CONSIGNES:
**1)** Selon le texte sur l'éolien et le solaire, de quoi dépend uniquement la production possible ?
**2)** Résumez en deux phrases le texte sur l'éolien et le solaire.
**3)** Citez le passage du texte sur l'éolien et le solaire qui commence par « L'électricité d'origines éolienne » et va jusqu'à « vente à l'avance. ».

DOCUMENT SOURCE:

::::::

L'année dernière, j'avais regardé si l'éolien et le solaire pourraient avoir une chance de survivre sans les subventions accordées aujourd'hui, à savoir être construites pour l'argent encaissé en revendant l'énergie produite sur le marché de gros. La réponse que j'avais apportée alors était négative: sans subventions ou prix garanti les productions éoliennes et solaires ne pourraient pas survivre ou, en tout cas, aucune nouvelle infrastructure ne serait construite. En regardant sur l'année 2013, ce verdict est confirmé.

L'électricité d'origines éolienne et solaire ont pour caractéristique commune d'être à coût marginal nul. Produire un kWh supplémentaire ne coûte rien de plus au propriétaire qui a déjà investi dans sa machine et paye son entretien qu'elle produise ou pas. La production possible dépend uniquement des caprices de la météo. Les producteurs sont aussi très dispersés car une seule machine n'est pas extrêmement chère à construire. Ces 3 éléments transforment ces formes de production d'électricité en preneurs de prix: ils acceptent tout prix positif, voire même un prix négatif s'ils ne peuvent se déconnecter du réseau. Actuellement, les producteurs d'électricité éolienne ou solaire sont protégés de cette réalité par les tarifs de rachat qui leur assurent un prix de vente à l'avance.

::::::

Lignes du jeu de données de pointage d'objets:
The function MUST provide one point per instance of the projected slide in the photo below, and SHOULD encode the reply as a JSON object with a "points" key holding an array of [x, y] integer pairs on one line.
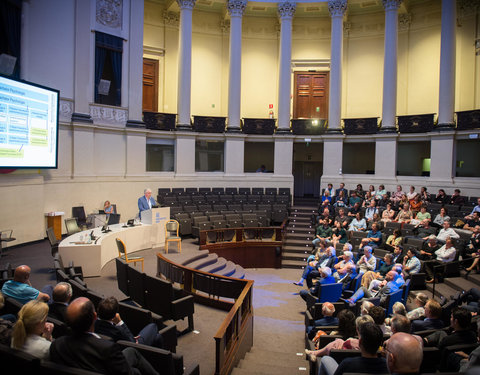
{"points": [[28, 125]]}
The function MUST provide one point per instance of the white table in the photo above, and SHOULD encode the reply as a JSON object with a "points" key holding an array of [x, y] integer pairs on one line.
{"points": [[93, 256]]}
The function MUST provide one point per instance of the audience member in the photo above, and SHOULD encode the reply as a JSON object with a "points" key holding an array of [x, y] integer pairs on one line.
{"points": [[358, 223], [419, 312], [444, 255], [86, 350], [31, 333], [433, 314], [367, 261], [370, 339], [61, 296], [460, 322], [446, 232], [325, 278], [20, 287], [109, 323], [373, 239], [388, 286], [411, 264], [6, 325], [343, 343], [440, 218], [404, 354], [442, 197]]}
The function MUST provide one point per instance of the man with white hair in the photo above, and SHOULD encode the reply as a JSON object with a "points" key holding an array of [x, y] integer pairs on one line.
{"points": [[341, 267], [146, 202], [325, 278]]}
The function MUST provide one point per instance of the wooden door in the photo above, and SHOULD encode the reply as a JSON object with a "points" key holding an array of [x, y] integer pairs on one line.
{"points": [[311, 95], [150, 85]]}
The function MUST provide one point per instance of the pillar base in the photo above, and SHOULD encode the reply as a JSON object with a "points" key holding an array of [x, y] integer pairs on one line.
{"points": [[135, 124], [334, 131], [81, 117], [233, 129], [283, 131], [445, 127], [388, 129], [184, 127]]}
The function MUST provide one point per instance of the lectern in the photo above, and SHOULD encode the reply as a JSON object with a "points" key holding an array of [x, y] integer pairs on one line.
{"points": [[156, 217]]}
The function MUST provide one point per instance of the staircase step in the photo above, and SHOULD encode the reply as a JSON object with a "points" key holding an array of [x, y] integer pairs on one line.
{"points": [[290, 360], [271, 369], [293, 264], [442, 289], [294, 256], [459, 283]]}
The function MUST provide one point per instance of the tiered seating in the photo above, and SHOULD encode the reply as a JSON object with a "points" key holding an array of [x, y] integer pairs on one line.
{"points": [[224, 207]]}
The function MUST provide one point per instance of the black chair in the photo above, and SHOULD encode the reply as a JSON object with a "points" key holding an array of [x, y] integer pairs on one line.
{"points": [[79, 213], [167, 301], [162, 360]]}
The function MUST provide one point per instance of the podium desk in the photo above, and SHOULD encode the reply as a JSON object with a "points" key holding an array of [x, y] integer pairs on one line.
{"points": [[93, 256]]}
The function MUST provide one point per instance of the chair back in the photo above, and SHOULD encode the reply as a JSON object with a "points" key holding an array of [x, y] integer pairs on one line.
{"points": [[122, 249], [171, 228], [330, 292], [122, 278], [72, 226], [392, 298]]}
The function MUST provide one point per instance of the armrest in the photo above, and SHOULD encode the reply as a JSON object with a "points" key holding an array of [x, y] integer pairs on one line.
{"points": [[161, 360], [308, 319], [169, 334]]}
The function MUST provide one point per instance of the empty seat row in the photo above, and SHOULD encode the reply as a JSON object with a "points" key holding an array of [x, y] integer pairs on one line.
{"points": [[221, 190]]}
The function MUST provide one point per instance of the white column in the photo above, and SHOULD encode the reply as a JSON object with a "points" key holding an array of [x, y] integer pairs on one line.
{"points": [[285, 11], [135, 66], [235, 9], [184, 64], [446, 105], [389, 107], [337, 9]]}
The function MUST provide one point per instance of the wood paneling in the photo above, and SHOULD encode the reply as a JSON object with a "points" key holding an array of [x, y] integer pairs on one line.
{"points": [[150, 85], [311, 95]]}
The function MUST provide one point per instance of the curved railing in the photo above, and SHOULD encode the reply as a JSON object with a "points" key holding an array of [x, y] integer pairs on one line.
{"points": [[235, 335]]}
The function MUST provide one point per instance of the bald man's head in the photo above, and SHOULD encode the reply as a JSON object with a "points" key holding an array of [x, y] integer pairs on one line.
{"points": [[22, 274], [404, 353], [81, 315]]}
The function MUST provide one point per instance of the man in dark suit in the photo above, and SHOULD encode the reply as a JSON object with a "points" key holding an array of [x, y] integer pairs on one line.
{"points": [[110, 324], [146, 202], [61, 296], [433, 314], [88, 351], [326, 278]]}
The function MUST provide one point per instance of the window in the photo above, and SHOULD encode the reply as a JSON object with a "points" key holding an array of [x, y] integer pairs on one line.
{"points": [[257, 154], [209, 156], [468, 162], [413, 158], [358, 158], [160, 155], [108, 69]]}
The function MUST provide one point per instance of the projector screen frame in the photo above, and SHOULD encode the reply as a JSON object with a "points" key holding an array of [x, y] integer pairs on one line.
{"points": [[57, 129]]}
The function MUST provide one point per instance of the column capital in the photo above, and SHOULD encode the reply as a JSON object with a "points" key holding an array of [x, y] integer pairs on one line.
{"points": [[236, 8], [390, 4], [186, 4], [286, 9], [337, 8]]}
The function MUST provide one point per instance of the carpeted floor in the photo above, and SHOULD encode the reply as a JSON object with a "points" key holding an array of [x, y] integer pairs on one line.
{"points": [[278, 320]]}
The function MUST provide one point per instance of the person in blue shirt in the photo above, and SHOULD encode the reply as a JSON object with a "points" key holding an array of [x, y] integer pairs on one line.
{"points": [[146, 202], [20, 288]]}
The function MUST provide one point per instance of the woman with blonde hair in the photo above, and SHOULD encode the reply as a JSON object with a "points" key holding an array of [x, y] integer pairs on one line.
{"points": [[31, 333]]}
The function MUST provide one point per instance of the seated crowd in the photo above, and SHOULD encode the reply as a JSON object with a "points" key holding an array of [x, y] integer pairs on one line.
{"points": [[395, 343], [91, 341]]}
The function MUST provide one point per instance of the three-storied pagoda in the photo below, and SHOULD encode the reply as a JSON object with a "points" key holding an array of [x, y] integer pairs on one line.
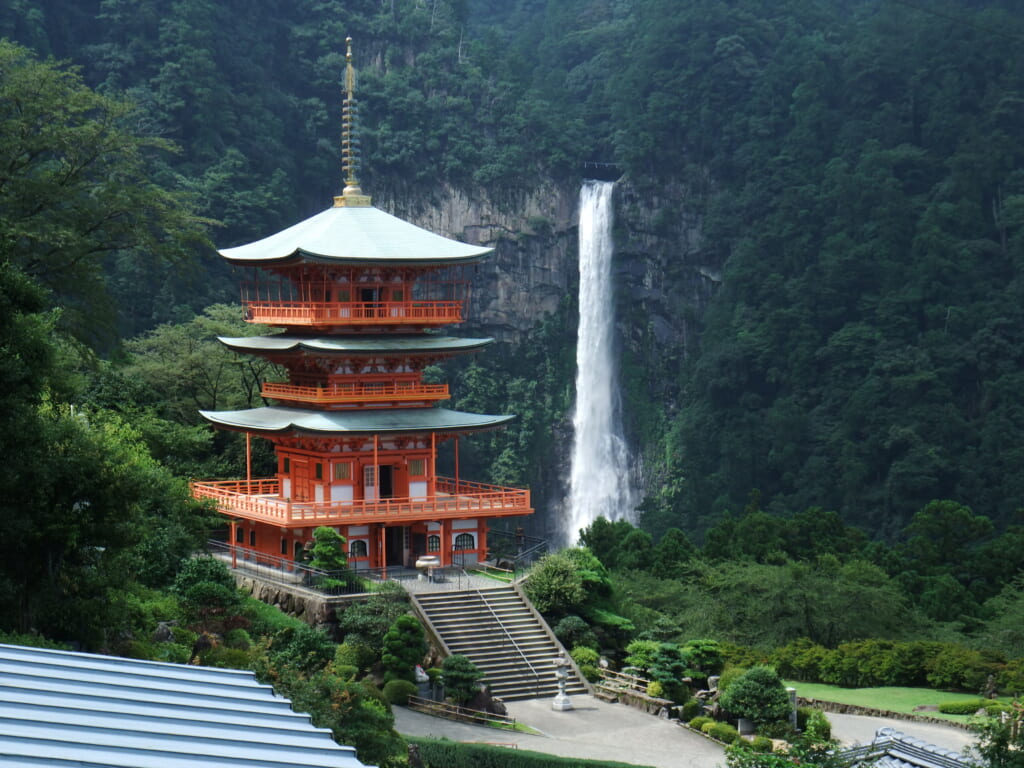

::::::

RÉPONSES:
**1)** Elle dépend uniquement des caprices de la météo.

**2)** Sans subventions ni prix garanti, les productions éoliennes et solaires ne pourraient pas survivre, ou du moins aucune nouvelle infrastructure ne serait construite, un verdict que l'année 2013 confirme. À coût marginal nul, dépendantes de la météo et très dispersées, elles sont des preneurs de prix, actuellement protégés par les tarifs de rachat qui leur assurent un prix de vente à l'avance.

**3)**
L'électricité d'origines éolienne et solaire ont pour caractéristique commune d'être à coût marginal nul. Produire un kWh supplémentaire ne coûte rien de plus au propriétaire qui a déjà investi dans sa machine et paye son entretien qu'elle produise ou pas. La production possible dépend uniquement des caprices de la météo. Les producteurs sont aussi très dispersés car une seule machine n'est pas extrêmement chère à construire. Ces 3 éléments transforment ces formes de production d'électricité en preneurs de prix: ils acceptent tout prix positif, voire même un prix négatif s'ils ne peuvent se déconnecter du réseau. Actuellement, les producteurs d'électricité éolienne ou solaire sont protégés de cette réalité par les tarifs de rachat qui leur assurent un prix de vente à l'avance.